• WHAT TO PRODUCE
Your answer should contain only the lines from the top of the data below down through the one with "Target: white boxing glove", transcribed exactly and without pictures; please include nothing more.

• Dataset entries
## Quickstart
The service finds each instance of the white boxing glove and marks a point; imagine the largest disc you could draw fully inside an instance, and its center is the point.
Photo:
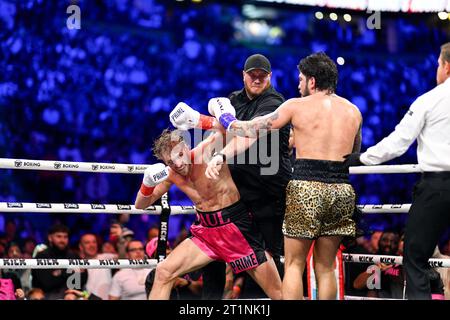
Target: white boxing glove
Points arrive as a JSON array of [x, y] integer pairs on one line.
[[153, 175], [222, 109], [184, 117]]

• SOLUTION TO THIS TASK
## Quickstart
The service finds each instance of the white boxing glove and marks a point; imagine the largest disc you could draw fully inside an instance, and its center is the point.
Photo:
Target: white boxing glove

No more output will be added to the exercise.